§ Exercise data
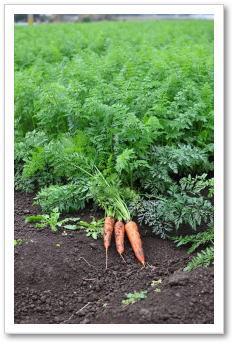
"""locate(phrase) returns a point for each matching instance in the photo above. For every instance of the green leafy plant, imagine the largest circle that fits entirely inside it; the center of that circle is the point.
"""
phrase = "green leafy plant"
(93, 229)
(186, 203)
(134, 297)
(203, 258)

§ Aim of the task
Reproduce every line of the entry above verbatim, character for character, and leave out the picture.

§ Task response
"""locate(phrase) returns a point for each matching instance in the photo above. For every instance of the green leafy plant, imagine the largest circle that fits entirely inside it; the center of that circle is the point.
"""
phrase = "green leafy plant"
(93, 229)
(186, 203)
(134, 297)
(203, 258)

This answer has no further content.